Ronald van Kesteren awarded with ZonMW Top Grant

14 February 2012

Proposal entitled “Neuronal regeneration: from gene networks to gene therapy‚ awarded with €675.000 to invest over the course of 5 years. Project runs in collaboration with the group of Joost Verhaagen from the Netherlands Institute for Neuroscience (NIN).

Ronald van Kesteren is principal investigator of CNCR’s Genes and Plasticity Research Team. He and his team investigate the regeneration of axons after injury. This involves molecular mechanisms that are capable of restoring signal propagation in the nervous system, after axonal damage has occurred. Axon injury can have devastating results, present in patients of stroke or paraplegia.

Regeneration Associated Genes and hub-genes
Injury to axons triggers the expression of RAGs: Regeneration Associated Genes. Expression of individual RAGs in neurons of which axons are damaged, has little effect on actual axon regeneration. Therefore, Van Kesteren suggests in his awarded proposal to identify the key transcription factors or hub-genes in the RAG network (figure 1). These hub-genes are hypothesised to coordinate expression of the entire network, which enhances axon regeneration.

WHAT IS NEEDED | Can you write the next part of the news item on Ronald van Kesteren's ZonMW Top Grant, picking up after its last sentence?

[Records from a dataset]

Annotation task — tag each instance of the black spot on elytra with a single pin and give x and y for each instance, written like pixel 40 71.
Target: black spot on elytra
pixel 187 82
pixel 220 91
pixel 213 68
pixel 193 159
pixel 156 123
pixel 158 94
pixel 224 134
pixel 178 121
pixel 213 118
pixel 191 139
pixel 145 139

RESPONSE |
Van Kesteren: “By means of computational methods and functional studies on cultured neurons we came up with a shortlist of 20 RAG transcription factors of interest. For this study we seek to discover combinations of those that serve regulatory functions within the network and will be of future therapeutic interest.‚

The project runs in collaboration with the lab of Joost Verhaagen at the Netherlands Institute of Neuroscience. Verhaagen’s group developed viral methods for delivering genes of interest to animal models of axonal injury. This allows testing the results obtained by computer- and cell studies, in vivo.